## What the exercise asks
Write down exactly the lines from the one with "For every instance of the wooden vanity" to the end of the data, first and last included, and no others.
─── Supplied data
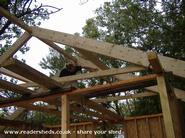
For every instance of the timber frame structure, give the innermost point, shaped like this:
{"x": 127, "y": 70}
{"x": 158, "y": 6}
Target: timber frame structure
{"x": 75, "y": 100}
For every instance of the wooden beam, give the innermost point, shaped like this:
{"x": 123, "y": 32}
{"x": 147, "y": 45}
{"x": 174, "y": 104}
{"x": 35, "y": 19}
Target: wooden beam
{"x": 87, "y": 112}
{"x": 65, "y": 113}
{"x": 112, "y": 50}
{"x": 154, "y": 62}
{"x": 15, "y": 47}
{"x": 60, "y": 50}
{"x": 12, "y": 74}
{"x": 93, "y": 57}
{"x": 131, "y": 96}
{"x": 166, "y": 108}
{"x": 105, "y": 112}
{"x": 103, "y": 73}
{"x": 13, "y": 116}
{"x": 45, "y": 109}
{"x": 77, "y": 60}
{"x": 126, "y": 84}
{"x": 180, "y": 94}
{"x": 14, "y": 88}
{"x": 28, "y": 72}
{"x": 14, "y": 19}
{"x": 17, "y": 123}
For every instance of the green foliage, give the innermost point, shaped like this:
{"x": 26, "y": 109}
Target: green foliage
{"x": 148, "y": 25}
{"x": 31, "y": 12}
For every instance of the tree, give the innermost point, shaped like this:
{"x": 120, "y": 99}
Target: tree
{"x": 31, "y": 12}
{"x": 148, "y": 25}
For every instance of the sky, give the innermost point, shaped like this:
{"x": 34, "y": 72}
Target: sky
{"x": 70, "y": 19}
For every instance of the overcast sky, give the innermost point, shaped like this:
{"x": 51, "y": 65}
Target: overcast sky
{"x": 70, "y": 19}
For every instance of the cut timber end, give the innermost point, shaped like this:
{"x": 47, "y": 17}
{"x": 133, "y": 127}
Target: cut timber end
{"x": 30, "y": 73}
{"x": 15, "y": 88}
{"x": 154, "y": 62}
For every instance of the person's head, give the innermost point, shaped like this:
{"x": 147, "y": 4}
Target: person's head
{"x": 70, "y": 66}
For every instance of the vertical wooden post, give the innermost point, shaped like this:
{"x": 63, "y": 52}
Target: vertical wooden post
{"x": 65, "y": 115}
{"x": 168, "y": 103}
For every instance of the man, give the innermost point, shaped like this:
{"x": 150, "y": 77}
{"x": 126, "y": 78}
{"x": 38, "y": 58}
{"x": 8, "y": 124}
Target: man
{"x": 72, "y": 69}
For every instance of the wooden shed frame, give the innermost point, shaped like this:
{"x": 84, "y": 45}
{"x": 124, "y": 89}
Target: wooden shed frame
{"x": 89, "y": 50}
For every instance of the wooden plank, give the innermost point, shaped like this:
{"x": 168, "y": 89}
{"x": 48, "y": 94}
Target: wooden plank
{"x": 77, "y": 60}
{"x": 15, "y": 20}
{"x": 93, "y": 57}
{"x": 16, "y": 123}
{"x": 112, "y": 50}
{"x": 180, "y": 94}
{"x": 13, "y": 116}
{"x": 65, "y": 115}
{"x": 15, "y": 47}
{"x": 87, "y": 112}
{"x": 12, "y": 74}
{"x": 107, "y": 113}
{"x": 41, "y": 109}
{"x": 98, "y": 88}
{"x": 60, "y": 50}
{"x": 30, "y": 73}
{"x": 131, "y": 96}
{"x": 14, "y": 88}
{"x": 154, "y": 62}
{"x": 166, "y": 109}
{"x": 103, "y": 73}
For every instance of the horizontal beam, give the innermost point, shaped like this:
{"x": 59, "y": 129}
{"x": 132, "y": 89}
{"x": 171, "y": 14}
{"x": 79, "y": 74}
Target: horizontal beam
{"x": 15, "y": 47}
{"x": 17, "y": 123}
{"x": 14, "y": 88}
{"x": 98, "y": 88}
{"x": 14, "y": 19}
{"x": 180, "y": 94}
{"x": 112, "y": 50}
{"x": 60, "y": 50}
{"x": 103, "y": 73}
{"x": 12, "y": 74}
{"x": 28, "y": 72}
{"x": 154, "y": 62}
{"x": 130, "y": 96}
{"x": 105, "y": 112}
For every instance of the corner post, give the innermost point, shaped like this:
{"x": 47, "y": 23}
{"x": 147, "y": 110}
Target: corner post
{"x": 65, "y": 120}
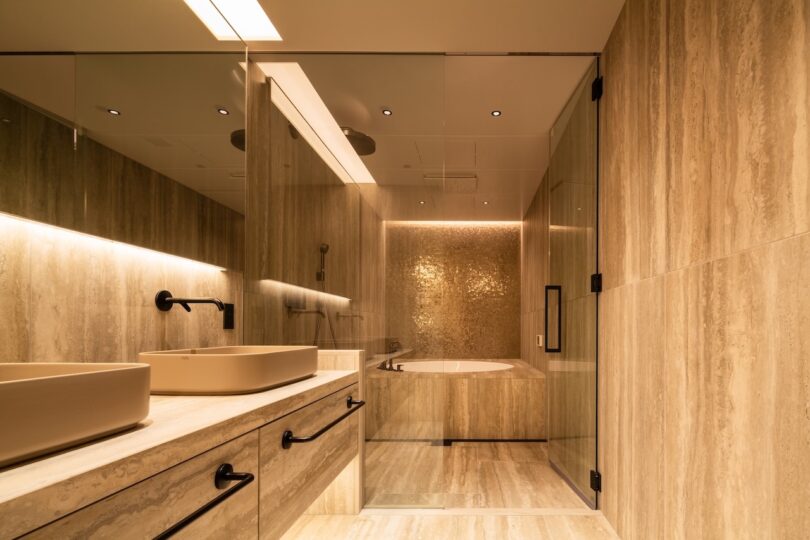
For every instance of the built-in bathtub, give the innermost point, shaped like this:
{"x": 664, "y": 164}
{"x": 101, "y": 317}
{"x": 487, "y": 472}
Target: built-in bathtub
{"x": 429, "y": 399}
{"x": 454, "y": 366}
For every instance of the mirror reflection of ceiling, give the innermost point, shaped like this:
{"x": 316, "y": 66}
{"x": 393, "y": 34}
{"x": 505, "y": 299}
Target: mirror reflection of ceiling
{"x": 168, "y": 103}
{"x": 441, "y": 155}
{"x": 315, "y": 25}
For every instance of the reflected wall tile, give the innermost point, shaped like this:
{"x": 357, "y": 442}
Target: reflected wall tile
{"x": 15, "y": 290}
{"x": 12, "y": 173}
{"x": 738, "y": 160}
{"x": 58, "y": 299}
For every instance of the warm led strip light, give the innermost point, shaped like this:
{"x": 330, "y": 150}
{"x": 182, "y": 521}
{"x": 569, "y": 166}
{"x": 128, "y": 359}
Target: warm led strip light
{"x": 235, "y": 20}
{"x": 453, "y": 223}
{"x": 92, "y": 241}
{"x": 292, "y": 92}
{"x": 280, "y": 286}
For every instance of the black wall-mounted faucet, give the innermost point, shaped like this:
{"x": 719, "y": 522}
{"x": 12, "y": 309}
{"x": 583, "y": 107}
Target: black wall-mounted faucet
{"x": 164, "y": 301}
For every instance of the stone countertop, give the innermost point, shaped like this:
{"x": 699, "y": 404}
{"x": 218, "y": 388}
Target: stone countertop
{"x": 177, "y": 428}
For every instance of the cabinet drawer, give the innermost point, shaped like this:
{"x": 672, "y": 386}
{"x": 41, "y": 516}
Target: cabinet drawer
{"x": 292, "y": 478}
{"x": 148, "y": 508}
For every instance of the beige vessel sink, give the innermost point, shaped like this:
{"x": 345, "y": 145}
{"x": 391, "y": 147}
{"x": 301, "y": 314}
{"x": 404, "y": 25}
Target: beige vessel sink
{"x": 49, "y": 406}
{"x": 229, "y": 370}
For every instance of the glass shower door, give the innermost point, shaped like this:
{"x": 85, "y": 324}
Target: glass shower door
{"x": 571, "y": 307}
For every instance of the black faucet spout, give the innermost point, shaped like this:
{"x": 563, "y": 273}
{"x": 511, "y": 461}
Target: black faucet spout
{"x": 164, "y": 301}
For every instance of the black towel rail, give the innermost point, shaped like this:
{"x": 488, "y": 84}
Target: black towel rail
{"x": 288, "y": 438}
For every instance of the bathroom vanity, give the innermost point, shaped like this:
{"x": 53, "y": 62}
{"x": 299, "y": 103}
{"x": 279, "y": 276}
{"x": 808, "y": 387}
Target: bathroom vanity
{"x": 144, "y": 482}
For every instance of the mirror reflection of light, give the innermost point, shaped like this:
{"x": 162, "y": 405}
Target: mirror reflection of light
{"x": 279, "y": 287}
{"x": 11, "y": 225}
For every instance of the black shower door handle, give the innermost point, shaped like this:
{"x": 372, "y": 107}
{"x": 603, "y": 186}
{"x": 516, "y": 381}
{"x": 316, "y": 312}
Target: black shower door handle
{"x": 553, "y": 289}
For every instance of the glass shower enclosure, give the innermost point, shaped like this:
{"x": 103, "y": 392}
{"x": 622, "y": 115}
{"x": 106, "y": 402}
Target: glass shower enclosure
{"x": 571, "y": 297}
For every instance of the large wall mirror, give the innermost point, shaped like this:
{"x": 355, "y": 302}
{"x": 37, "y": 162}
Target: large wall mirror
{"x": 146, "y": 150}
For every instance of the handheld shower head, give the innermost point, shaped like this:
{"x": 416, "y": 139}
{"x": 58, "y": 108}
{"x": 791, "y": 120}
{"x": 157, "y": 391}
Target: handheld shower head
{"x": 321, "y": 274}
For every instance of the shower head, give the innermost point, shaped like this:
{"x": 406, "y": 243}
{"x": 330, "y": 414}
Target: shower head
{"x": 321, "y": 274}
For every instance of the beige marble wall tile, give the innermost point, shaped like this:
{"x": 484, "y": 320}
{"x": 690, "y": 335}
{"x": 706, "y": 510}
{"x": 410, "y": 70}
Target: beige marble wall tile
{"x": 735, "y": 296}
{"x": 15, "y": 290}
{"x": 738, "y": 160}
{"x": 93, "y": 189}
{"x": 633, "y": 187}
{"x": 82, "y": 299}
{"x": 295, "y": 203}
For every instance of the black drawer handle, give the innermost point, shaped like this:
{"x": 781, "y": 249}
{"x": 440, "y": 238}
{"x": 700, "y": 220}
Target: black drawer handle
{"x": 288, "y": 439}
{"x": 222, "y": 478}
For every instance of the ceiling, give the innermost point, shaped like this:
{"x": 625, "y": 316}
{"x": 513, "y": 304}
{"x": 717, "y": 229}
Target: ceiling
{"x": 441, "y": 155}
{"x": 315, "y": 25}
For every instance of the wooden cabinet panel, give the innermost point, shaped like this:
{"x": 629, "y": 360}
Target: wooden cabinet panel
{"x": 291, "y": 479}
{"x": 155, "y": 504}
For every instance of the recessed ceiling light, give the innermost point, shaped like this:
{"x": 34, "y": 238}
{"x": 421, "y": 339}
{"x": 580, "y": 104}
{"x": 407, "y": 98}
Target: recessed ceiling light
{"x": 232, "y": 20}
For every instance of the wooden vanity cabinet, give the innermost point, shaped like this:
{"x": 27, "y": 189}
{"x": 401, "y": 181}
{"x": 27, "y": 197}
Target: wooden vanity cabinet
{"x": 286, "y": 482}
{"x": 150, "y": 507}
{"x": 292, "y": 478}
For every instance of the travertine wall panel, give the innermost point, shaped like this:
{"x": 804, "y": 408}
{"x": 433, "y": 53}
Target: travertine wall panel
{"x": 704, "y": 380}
──────
## Response area
For every instance of the wooden vanity cabinet, give the innermost point, shaped like this:
{"x": 27, "y": 189}
{"x": 401, "y": 181}
{"x": 27, "y": 197}
Target: wooden vanity cabinet
{"x": 286, "y": 482}
{"x": 150, "y": 507}
{"x": 292, "y": 478}
For every instance of the travertine wall panel, give the innermost point, shaped like this:
{"x": 804, "y": 408}
{"x": 433, "y": 53}
Target: travertine wall panel
{"x": 704, "y": 380}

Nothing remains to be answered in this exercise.